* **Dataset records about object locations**
--- START ---
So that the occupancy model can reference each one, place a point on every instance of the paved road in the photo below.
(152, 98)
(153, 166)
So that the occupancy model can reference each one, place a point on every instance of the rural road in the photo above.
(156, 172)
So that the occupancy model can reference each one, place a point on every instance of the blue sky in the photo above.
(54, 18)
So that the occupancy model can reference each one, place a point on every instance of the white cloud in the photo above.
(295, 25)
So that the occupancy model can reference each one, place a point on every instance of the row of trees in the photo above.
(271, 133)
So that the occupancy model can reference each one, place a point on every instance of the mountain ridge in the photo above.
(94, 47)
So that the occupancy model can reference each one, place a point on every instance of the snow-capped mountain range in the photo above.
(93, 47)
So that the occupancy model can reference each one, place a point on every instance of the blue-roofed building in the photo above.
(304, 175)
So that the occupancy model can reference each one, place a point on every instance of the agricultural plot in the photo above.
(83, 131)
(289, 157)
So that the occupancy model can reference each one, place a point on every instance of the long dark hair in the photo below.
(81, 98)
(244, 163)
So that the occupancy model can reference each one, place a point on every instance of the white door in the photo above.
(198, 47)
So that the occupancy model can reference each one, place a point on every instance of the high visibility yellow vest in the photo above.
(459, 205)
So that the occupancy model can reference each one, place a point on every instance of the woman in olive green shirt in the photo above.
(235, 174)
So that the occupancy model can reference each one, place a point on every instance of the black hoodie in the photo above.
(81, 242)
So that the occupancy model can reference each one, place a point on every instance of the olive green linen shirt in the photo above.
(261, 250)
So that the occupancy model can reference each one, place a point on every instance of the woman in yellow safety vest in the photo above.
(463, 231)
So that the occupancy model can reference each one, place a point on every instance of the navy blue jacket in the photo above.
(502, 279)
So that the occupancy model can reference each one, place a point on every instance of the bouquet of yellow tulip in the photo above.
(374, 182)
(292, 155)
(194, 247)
--- END ---
* **What to produce**
Please repeat the listing exactly, with nothing left out.

* **Expected output**
So that the occupancy model can reference each one, place a point on every instance of the paved road in the photo below.
(152, 98)
(153, 166)
So that the occupancy model can reference each one, place a point on every instance of the rural road in the photo above.
(156, 172)
So that the occupancy model can reference each one, place a point on every instance of the blue sky in the photo above.
(54, 18)
So that the occupancy model can reference each one, place a point on every instance of the white cloud in the photo above.
(295, 25)
So that the occupancy model can reference each one, place a point on every instance of the row of trees in the photo above.
(271, 133)
So that the occupancy model can reference each one, place a point on every instance of the mountain ridge in the photo above.
(94, 47)
So that the occupancy model can reference each one, place a point on every instance of the snow-capped mountain range in the photo above.
(93, 47)
So that the occupancy model can reference each one, place a point on every instance of the blue-roofed building in the photo above.
(304, 175)
So that the occupancy model can reference each one, place a point on every instance of the agricultural plot in the photo above.
(83, 131)
(289, 157)
So that the occupancy model can reference each one, place a point on every instance of the long dark hair in the photo below.
(81, 98)
(244, 163)
So that the occupancy model can reference each one, place a point on every instance of the white door in the photo above.
(198, 47)
So that the occupancy model can reference each one, place a point on every instance of the high visibility yellow vest in the photo above.
(459, 205)
So that the occupancy model can reference each one, place a point on every instance of the woman in olive green shirt in the photo above.
(235, 174)
So that the occupancy model can reference each one, place a point on every instance of the black hoodie in the photo above.
(81, 242)
So that the occupancy model can reference each one, place a point on every instance of the olive green linen shirt in the photo above.
(261, 250)
So that the occupancy model can reference each one, place a point on every instance of the woman in yellow safety vest in the photo above.
(463, 231)
So that the occupancy model can reference each one, place a point on every instance of the navy blue jacket in the photo above.
(502, 279)
So that the occupancy model can reference each one, place a point on every instance of the bouquet of yellow tulip in the photo above.
(374, 182)
(292, 155)
(194, 247)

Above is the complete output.